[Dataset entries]
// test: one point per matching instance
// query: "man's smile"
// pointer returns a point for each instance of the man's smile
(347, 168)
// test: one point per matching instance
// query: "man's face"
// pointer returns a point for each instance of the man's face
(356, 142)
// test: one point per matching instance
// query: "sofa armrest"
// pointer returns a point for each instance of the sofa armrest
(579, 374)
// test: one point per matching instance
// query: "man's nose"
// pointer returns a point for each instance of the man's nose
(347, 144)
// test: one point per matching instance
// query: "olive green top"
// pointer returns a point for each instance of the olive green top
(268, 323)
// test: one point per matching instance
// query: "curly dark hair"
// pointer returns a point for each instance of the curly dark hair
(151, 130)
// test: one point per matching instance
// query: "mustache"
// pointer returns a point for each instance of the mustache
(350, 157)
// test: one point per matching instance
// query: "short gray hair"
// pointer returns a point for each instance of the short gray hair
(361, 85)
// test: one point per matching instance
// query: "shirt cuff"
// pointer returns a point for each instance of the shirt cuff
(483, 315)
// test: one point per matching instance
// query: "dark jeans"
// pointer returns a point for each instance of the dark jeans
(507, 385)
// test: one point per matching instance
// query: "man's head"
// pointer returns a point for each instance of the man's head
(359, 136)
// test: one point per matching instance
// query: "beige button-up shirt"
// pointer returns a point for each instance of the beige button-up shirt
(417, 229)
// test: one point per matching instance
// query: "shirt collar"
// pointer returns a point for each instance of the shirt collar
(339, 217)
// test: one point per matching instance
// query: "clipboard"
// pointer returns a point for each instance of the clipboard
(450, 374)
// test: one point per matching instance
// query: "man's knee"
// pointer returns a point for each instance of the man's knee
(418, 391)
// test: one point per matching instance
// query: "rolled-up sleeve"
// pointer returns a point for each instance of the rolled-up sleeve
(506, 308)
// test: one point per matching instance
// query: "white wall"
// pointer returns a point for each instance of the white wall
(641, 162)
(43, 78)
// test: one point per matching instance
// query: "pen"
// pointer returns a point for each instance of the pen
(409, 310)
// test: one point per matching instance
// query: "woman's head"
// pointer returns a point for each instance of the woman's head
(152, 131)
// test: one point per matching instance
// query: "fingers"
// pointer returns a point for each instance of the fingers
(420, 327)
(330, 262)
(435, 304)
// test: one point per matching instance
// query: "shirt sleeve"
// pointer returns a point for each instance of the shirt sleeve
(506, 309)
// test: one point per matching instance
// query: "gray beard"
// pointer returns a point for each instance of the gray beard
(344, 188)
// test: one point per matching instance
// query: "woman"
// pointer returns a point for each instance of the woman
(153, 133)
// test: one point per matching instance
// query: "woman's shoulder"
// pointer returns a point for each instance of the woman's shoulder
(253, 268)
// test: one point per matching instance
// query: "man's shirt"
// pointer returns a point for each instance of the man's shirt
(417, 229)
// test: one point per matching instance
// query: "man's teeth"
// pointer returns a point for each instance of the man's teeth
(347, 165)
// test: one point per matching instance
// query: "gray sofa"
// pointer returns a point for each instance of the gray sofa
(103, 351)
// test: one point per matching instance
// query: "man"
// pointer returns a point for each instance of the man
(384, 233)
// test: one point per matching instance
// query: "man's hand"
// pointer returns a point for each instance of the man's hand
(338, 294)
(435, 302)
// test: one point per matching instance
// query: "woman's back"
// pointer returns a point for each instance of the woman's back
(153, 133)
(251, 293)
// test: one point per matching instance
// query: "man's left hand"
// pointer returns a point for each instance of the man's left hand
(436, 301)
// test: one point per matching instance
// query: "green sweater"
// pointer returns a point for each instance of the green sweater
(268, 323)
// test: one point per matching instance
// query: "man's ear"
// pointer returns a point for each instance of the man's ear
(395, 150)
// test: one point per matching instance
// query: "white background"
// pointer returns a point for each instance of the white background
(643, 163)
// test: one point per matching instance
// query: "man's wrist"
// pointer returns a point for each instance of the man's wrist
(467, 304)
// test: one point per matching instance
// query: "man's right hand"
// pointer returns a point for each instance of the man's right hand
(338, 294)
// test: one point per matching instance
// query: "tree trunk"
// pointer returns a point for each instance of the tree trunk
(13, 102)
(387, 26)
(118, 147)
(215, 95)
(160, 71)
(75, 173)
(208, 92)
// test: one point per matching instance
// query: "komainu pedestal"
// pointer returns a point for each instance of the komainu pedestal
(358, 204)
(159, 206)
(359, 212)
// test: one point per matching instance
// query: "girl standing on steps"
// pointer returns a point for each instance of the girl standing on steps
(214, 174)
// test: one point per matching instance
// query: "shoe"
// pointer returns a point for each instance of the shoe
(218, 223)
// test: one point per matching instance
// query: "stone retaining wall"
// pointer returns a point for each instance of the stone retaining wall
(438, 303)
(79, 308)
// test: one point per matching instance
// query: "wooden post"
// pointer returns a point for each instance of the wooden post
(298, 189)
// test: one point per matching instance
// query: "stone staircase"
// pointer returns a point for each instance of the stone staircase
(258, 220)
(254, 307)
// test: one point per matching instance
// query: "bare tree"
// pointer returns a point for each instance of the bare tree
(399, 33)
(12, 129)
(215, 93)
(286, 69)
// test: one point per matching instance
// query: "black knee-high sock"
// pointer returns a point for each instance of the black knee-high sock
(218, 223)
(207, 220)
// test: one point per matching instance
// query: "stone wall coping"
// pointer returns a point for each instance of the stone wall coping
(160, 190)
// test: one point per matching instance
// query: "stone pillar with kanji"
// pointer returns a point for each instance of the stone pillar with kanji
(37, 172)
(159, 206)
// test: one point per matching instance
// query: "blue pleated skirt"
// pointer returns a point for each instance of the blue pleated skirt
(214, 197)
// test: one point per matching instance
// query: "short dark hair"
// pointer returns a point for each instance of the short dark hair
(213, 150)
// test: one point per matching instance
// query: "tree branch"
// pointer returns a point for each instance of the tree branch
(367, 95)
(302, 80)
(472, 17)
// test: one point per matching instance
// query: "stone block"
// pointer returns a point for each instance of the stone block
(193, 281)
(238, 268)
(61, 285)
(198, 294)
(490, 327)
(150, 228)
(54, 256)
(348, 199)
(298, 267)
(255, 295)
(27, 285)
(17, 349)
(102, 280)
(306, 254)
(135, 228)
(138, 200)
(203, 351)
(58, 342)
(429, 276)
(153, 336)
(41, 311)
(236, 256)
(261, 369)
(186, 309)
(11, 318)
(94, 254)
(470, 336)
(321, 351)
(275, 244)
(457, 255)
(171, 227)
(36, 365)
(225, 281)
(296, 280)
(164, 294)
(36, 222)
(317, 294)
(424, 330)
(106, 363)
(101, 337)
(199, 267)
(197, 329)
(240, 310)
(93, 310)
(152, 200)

WORK INSTRUCTIONS: The whole block of data above should be printed again verbatim.

REPLY TO THE EXERCISE:
// test: one point per matching instance
// query: "man's smile"
// pointer returns a point for each instance of the man's smile
(347, 168)
// test: one point per matching instance
// query: "man's face"
// pointer returns a point for each instance of the man's face
(356, 142)
// test: one point per matching instance
// query: "sofa armrest"
// pointer returns a point for each instance of the sofa armrest
(579, 374)
// test: one point per matching instance
// query: "man's nose"
// pointer returns a point for each instance of the man's nose
(347, 144)
// test: one point per matching instance
// query: "olive green top"
// pointer returns a point for each instance of the olive green top
(268, 323)
// test: one point per matching instance
// query: "curly dark hair"
// pointer returns a point for each instance of the curly dark hair
(151, 130)
// test: one point per matching instance
// query: "mustache"
// pointer returns a point for each instance of the mustache
(350, 157)
// test: one point per matching instance
// query: "short gray hair"
// pointer returns a point for each instance of the short gray hair
(361, 85)
// test: one point per matching instance
// query: "shirt cuff"
// pointer returns a point for each instance of the shirt cuff
(483, 315)
// test: one point per matching instance
// query: "dark jeans"
// pointer returns a point for each instance of the dark jeans
(507, 385)
// test: one point per matching instance
// query: "man's head"
// pointer returns a point for each instance of the man's head
(359, 136)
// test: one point per matching instance
// query: "beige button-up shirt"
// pointer returns a point for each instance of the beige button-up shirt
(417, 229)
// test: one point per matching instance
// query: "shirt collar"
// pointer returns a point for each instance of the shirt collar
(339, 217)
// test: one point per matching instance
// query: "clipboard"
// pointer returns a point for each instance of the clipboard
(450, 374)
// test: one point per matching instance
// query: "man's knee"
// pointer returns a point for each instance of the man's knee
(418, 391)
// test: one point per matching instance
// query: "rolled-up sleeve"
// pointer returns a point for each instance of the rolled-up sleeve
(506, 308)
// test: one point per matching instance
// query: "white wall"
// pointer returns a point for each instance of the white wall
(641, 162)
(43, 78)
// test: one point per matching instance
// query: "pen"
// pointer returns a point for each instance of the pen
(409, 310)
// test: one point per matching instance
// query: "woman's head"
// pointer returns a point for each instance of the woman's head
(152, 131)
// test: one point per matching instance
// query: "fingers"
// pointer returns a point for each instance of the fingers
(420, 327)
(330, 262)
(435, 304)
// test: one point per matching instance
// query: "shirt sleeve"
// pointer returns a point for each instance of the shirt sleeve
(506, 309)
// test: one point per matching instance
// query: "gray beard"
// pointer returns a point for each instance of the gray beard
(344, 188)
// test: one point per matching instance
// query: "woman"
// pointer returns a point for each instance of the woman
(153, 133)
// test: one point per matching instance
// query: "woman's shoulder"
// pointer returns a point for each instance of the woman's shoulder
(253, 268)
// test: one point per matching instance
// query: "man's shirt"
// pointer returns a point for each instance of the man's shirt
(417, 229)
// test: one point per matching instance
// query: "man's teeth"
// pointer returns a point for each instance of the man's teeth
(347, 165)
// test: one point per matching instance
// query: "gray sofa"
// pointer returns a point for each instance of the gray sofa
(103, 351)
// test: one point per matching instance
// query: "man"
// pointer returns a point for each instance of the man
(384, 233)
// test: one point per matching instance
// query: "man's hand"
// pointer returns a point for each instance of the man's hand
(338, 294)
(435, 302)
// test: one point per matching instance
// query: "woman's back"
// pointer returns a point for each instance of the woman's back
(153, 133)
(251, 293)
// test: one point per matching instance
// query: "man's left hand"
// pointer returns a point for each instance of the man's left hand
(436, 301)
// test: one point per matching instance
// query: "green sweater"
// pointer returns a point for each instance of the green sweater
(268, 323)
// test: one point per matching instance
// query: "man's ear"
// pointer returns a point for each instance of the man's ear
(395, 150)
// test: one point per matching instance
// query: "white background"
// pointer returns a point for each instance of the white background
(643, 163)
// test: one point per matching instance
// query: "man's wrist"
// pointer returns a point for each instance of the man's wrist
(467, 304)
// test: one point per matching instance
// query: "man's right hand"
// pointer returns a point for each instance of the man's right hand
(338, 294)
// test: one point per matching instance
// query: "tree trunk"
// pointer returns a point for each instance of the tree trunk
(13, 102)
(387, 26)
(118, 147)
(215, 95)
(160, 71)
(75, 173)
(208, 92)
// test: one point per matching instance
// query: "komainu pedestal"
// pointer returns a point for each instance of the komainu pedestal
(358, 204)
(159, 206)
(359, 212)
// test: one point per matching instance
// query: "girl standing on steps"
// pointer returns a point for each instance of the girl standing on steps
(214, 174)
// test: one point per matching instance
// query: "shoe"
// pointer returns a point for each instance of the shoe
(218, 223)
// test: one point per matching instance
// query: "stone retaining wall"
// pointer returns a point for each instance of the stone retaining wall
(438, 303)
(79, 308)
// test: one point per matching instance
// query: "wooden post"
// pointer returns a point for each instance of the wooden post
(298, 189)
// test: one point per matching instance
// query: "stone staircase"
// pointer returns a point for each instance of the stone staircase
(258, 220)
(254, 307)
// test: one point per matching instance
// query: "bare tree"
// pointer returns a point for each instance of the bare tree
(399, 33)
(12, 129)
(215, 93)
(286, 69)
// test: one point per matching instance
// query: "black knee-high sock"
// pointer returns a point for each instance of the black knee-high sock
(218, 223)
(207, 220)
// test: one point per matching instance
// query: "stone wall coping"
// pointer returns a point for each instance of the stone wall coping
(160, 190)
// test: one point per matching instance
// query: "stone pillar with kanji"
// pointer returns a point for each instance of the stone pillar with kanji
(37, 172)
(159, 206)
// test: one point per matching instance
// query: "blue pleated skirt"
// pointer returns a point for each instance of the blue pleated skirt
(214, 197)
// test: one point per matching instance
// query: "short dark hair"
// pointer returns a point for each instance of the short dark hair
(213, 150)
// test: one point per matching instance
// query: "tree branch"
// pointer returns a point for each instance of the tree branch
(367, 95)
(302, 80)
(472, 17)
// test: one point per matching instance
// query: "stone block"
// pointer returns a point for each instance of the stone block
(193, 281)
(238, 268)
(61, 285)
(198, 294)
(490, 327)
(150, 228)
(54, 256)
(348, 199)
(298, 267)
(255, 295)
(27, 285)
(17, 349)
(102, 280)
(306, 254)
(135, 228)
(138, 200)
(203, 351)
(58, 342)
(429, 276)
(153, 336)
(41, 311)
(236, 256)
(261, 369)
(186, 309)
(11, 318)
(94, 254)
(470, 336)
(321, 351)
(275, 244)
(457, 255)
(171, 227)
(36, 365)
(225, 281)
(296, 280)
(164, 294)
(36, 222)
(317, 294)
(424, 330)
(106, 363)
(101, 337)
(199, 267)
(197, 329)
(240, 310)
(93, 310)
(152, 200)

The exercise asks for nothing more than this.